Data to examine:

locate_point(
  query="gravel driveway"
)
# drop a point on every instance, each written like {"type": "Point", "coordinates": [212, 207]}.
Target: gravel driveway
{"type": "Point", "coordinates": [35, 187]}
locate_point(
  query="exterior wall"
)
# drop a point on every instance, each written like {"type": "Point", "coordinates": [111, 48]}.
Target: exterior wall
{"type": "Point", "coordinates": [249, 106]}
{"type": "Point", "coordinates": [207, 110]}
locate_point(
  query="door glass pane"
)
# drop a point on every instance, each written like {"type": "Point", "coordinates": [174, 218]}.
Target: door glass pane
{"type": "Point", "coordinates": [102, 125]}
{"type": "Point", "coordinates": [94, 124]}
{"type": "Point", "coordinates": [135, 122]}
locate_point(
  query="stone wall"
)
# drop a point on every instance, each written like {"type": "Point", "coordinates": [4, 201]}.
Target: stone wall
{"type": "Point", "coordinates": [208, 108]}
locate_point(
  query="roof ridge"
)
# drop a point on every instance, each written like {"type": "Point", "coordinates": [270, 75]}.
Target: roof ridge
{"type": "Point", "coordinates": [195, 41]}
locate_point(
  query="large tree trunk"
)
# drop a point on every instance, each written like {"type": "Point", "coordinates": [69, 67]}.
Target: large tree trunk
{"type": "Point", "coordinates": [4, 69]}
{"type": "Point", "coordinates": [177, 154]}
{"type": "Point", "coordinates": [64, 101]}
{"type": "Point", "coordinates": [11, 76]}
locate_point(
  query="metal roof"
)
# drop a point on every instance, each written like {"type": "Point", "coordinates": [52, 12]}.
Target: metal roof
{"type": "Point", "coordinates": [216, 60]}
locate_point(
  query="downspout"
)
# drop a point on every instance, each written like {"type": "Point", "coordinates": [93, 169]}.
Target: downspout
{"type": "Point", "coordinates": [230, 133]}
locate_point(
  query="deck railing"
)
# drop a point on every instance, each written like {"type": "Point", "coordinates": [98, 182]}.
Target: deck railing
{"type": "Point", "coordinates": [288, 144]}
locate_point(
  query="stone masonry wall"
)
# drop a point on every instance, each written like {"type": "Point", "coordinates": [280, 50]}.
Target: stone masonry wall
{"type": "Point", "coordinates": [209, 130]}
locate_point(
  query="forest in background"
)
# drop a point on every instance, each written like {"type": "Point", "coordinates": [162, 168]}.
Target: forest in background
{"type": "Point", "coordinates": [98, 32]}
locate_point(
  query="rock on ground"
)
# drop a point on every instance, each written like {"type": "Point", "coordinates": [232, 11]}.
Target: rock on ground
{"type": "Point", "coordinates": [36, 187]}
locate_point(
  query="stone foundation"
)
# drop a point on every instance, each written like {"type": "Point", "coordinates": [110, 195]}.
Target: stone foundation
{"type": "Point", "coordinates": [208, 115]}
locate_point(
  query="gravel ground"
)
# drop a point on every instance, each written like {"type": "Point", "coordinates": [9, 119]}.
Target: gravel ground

What you need to do: Print out the whole of the material exactly, line for line.

The answer:
locate_point(
  query="gravel driveway"
)
# drop a point on every instance, each written like {"type": "Point", "coordinates": [212, 207]}.
Target: gravel driveway
{"type": "Point", "coordinates": [35, 187]}
locate_point(
  query="exterior wall"
)
# drop a point on every instance, each written like {"type": "Point", "coordinates": [111, 48]}.
Target: exterior wall
{"type": "Point", "coordinates": [249, 106]}
{"type": "Point", "coordinates": [207, 110]}
locate_point(
  query="door glass pane"
)
# drop a point on every instance, each written like {"type": "Point", "coordinates": [174, 218]}.
Target: door glass pane
{"type": "Point", "coordinates": [102, 125]}
{"type": "Point", "coordinates": [94, 124]}
{"type": "Point", "coordinates": [135, 122]}
locate_point(
  query="stone wall"
)
# drop a point on every instance, each written like {"type": "Point", "coordinates": [4, 201]}.
Target: stone wall
{"type": "Point", "coordinates": [208, 108]}
locate_point(
  query="roof ridge"
)
# drop a point on every instance, each written like {"type": "Point", "coordinates": [270, 75]}.
Target: roof ridge
{"type": "Point", "coordinates": [195, 41]}
locate_point(
  query="large tree trunk"
)
# drop a point on every instance, each written like {"type": "Point", "coordinates": [69, 67]}.
Target: large tree trunk
{"type": "Point", "coordinates": [4, 69]}
{"type": "Point", "coordinates": [177, 154]}
{"type": "Point", "coordinates": [64, 101]}
{"type": "Point", "coordinates": [11, 76]}
locate_point(
  query="metal roof"
)
# drop a point on every instance, each written like {"type": "Point", "coordinates": [52, 12]}.
Target: metal roof
{"type": "Point", "coordinates": [216, 60]}
locate_point(
  query="downspout"
)
# drop a point on every instance, each written like {"type": "Point", "coordinates": [93, 169]}.
Target: downspout
{"type": "Point", "coordinates": [230, 133]}
locate_point(
  query="deck railing"
)
# drop a point on every instance, each written like {"type": "Point", "coordinates": [98, 182]}.
Target: deck railing
{"type": "Point", "coordinates": [288, 144]}
locate_point(
  query="stone masonry wall"
)
# drop a point on every instance, each written like {"type": "Point", "coordinates": [280, 50]}.
Target: stone masonry wall
{"type": "Point", "coordinates": [209, 130]}
locate_point(
  query="forest in background"
)
# drop a point on every instance, each written like {"type": "Point", "coordinates": [162, 168]}.
Target: forest in background
{"type": "Point", "coordinates": [98, 32]}
locate_point(
  query="rock on ground"
)
# drop a point on every instance, each written like {"type": "Point", "coordinates": [232, 11]}.
Target: rock on ground
{"type": "Point", "coordinates": [36, 187]}
locate_point(
  query="stone foundation"
)
# drop a point on every instance, each written like {"type": "Point", "coordinates": [110, 195]}.
Target: stone foundation
{"type": "Point", "coordinates": [208, 115]}
locate_point(
  query="gravel ground"
)
# drop a point on every instance, each written like {"type": "Point", "coordinates": [9, 119]}.
Target: gravel ground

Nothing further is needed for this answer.